**WORK TO BE COMPLETED**
Every line of the data should be output word for word.

Dataset entries:
=== Begin Enclosure ===

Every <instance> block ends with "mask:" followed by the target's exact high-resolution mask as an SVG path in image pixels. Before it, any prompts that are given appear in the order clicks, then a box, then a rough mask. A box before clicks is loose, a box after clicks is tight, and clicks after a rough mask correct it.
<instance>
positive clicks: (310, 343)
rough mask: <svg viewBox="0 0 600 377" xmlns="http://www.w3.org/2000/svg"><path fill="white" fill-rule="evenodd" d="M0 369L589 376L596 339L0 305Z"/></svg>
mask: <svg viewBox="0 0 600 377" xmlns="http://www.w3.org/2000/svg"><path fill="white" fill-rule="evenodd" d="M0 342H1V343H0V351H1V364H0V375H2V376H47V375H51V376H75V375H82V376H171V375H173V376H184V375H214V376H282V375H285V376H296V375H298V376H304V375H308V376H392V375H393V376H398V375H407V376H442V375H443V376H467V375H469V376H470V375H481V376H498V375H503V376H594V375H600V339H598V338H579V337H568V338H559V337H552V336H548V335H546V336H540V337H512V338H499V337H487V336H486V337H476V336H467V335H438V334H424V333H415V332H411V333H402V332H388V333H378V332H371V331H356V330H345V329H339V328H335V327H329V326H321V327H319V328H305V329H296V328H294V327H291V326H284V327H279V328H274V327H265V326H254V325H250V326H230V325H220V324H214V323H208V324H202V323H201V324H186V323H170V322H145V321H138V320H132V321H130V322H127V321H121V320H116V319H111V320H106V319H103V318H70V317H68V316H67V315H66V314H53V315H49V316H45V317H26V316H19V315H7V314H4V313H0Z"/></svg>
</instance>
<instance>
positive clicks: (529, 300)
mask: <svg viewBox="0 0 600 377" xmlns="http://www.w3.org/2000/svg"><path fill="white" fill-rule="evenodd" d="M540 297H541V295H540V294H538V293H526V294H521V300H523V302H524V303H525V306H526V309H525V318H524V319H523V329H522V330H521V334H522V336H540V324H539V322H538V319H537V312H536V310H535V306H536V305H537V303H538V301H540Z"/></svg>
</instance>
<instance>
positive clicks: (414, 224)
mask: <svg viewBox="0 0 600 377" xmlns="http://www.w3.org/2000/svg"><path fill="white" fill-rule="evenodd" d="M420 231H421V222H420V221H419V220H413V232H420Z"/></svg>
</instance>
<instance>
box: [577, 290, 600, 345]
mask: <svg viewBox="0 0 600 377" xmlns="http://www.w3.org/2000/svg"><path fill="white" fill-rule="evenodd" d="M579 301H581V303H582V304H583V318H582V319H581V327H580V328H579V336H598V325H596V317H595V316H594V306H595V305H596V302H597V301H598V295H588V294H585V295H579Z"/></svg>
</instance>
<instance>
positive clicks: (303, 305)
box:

=== End Enclosure ===

**TASK SOLUTION**
Every <instance> block ends with "mask:" followed by the target's exact high-resolution mask as an SVG path in image pixels. Before it, any prompts that are given appear in the order clicks, then a box, then a rough mask. A box before clicks is loose, a box after clicks is tight, and clicks after a rough mask correct it.
<instance>
positive clicks: (310, 343)
rough mask: <svg viewBox="0 0 600 377" xmlns="http://www.w3.org/2000/svg"><path fill="white" fill-rule="evenodd" d="M0 369L589 376L596 339L0 305Z"/></svg>
mask: <svg viewBox="0 0 600 377" xmlns="http://www.w3.org/2000/svg"><path fill="white" fill-rule="evenodd" d="M0 342H1V343H0V351H1V364H0V375H2V376H47V375H51V376H75V375H82V376H171V375H173V376H184V375H214V376H282V375H285V376H296V375H298V376H304V375H308V376H392V375H393V376H398V375H407V376H442V375H443V376H467V375H469V376H470V375H481V376H498V375H503V376H594V375H600V339H598V338H579V337H568V338H559V337H552V336H548V335H546V336H540V337H512V338H499V337H487V336H486V337H476V336H467V335H438V334H424V333H415V332H411V333H402V332H388V333H378V332H371V331H356V330H345V329H339V328H335V327H329V326H321V327H319V328H305V329H296V328H294V327H291V326H284V327H279V328H274V327H265V326H254V325H250V326H230V325H220V324H214V323H208V324H202V323H201V324H186V323H170V322H145V321H138V320H132V321H130V322H127V321H121V320H116V319H111V320H106V319H103V318H70V317H68V316H67V315H66V314H53V315H49V316H45V317H26V316H19V315H7V314H4V313H0Z"/></svg>
</instance>
<instance>
positive clicks: (529, 300)
mask: <svg viewBox="0 0 600 377" xmlns="http://www.w3.org/2000/svg"><path fill="white" fill-rule="evenodd" d="M540 297H541V295H540V294H538V293H526V294H521V300H523V302H524V303H525V306H526V309H525V318H524V319H523V329H522V330H521V334H522V336H540V324H539V322H538V319H537V312H536V310H535V306H536V305H537V303H538V301H540Z"/></svg>
</instance>
<instance>
positive clicks: (414, 224)
mask: <svg viewBox="0 0 600 377" xmlns="http://www.w3.org/2000/svg"><path fill="white" fill-rule="evenodd" d="M420 231H421V222H420V221H419V220H413V232H420Z"/></svg>
</instance>
<instance>
box: [577, 290, 600, 345]
mask: <svg viewBox="0 0 600 377" xmlns="http://www.w3.org/2000/svg"><path fill="white" fill-rule="evenodd" d="M579 301H581V303H582V304H583V318H582V319H581V327H580V328H579V336H598V325H596V317H595V316H594V306H595V305H596V302H597V301H598V295H588V294H585V295H579Z"/></svg>
</instance>
<instance>
positive clicks: (303, 305)
box:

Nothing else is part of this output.